Stored dataset entries:
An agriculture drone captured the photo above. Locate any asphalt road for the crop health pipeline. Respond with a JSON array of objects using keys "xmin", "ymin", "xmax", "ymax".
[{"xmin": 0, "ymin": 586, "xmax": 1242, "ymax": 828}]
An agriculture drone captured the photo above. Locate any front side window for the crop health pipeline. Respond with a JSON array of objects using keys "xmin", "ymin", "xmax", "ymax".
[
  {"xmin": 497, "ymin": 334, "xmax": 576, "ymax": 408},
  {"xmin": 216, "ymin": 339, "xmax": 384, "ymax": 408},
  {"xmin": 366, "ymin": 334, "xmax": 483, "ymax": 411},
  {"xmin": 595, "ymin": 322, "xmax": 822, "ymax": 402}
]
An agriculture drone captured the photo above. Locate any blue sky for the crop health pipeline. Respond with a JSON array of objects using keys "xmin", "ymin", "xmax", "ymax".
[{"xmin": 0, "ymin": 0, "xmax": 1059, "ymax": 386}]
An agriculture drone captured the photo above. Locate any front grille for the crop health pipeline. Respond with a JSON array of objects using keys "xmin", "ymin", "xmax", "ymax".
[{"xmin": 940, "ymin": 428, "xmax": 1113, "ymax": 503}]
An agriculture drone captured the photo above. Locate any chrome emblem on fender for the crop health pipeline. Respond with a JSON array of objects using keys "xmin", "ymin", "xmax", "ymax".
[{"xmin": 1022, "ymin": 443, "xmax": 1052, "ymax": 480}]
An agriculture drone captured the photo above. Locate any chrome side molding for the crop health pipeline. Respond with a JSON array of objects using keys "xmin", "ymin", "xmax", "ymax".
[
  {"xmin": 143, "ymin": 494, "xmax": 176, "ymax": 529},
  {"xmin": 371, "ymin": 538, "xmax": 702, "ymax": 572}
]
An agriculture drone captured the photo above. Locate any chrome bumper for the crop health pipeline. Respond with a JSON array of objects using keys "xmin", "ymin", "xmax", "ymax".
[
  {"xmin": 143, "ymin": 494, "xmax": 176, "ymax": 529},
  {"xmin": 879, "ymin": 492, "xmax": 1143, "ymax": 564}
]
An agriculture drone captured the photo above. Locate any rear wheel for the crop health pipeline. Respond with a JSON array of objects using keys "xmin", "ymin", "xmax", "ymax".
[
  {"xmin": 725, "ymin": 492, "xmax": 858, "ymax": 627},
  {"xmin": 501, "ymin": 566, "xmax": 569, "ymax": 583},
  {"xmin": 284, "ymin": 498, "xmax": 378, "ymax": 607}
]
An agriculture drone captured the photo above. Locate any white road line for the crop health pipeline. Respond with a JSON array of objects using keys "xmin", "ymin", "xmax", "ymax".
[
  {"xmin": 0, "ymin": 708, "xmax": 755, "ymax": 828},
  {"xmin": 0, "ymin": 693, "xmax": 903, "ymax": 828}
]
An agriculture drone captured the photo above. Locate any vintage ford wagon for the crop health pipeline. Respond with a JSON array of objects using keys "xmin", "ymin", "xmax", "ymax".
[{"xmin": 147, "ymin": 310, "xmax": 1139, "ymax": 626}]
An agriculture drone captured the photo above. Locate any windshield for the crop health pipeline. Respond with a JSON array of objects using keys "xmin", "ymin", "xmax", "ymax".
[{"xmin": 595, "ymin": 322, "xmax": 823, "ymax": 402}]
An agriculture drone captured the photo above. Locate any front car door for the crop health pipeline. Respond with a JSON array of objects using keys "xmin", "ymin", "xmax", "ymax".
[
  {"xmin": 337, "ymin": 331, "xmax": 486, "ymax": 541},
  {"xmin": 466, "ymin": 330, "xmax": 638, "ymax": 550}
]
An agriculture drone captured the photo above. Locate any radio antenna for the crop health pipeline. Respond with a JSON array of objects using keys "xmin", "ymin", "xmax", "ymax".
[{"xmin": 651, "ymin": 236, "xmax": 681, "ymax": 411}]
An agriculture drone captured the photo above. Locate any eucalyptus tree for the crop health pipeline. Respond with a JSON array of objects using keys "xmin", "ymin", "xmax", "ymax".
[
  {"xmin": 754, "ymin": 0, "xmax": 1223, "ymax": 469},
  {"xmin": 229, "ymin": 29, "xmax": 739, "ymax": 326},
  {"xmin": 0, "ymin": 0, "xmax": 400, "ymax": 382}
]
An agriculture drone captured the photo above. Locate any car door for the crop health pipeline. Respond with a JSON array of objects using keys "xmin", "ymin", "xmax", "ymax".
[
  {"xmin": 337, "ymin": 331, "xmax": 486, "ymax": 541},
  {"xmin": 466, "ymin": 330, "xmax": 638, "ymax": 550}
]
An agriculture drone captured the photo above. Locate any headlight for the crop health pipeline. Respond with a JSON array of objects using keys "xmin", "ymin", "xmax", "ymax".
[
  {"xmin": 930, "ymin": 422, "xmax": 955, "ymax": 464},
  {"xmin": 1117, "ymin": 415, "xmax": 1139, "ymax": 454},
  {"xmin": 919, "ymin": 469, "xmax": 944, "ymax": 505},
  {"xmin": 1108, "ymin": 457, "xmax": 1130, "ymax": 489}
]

**TO BE DONE:** Find each line above that contains the word "chrome" and copy those lines out.

**THE REPLY:**
An agriculture drone captured the photo above. Locate any chrome emblem on fender for the crop health pipeline. Respond with a JSON array of objects using keys "xmin", "ymin", "xmax", "ymax".
An agriculture drone captured the photo above. Locate any chrome side molding for the crop health pipeline. Respond with a JSON array of objects using keys "xmin", "ymin", "xmax", "ymax".
An agriculture drone captured the photo above. Locate any chrome bumper for the crop health pipeline. Respond with a JSON array of objects using keys "xmin", "ymin", "xmax", "ymax".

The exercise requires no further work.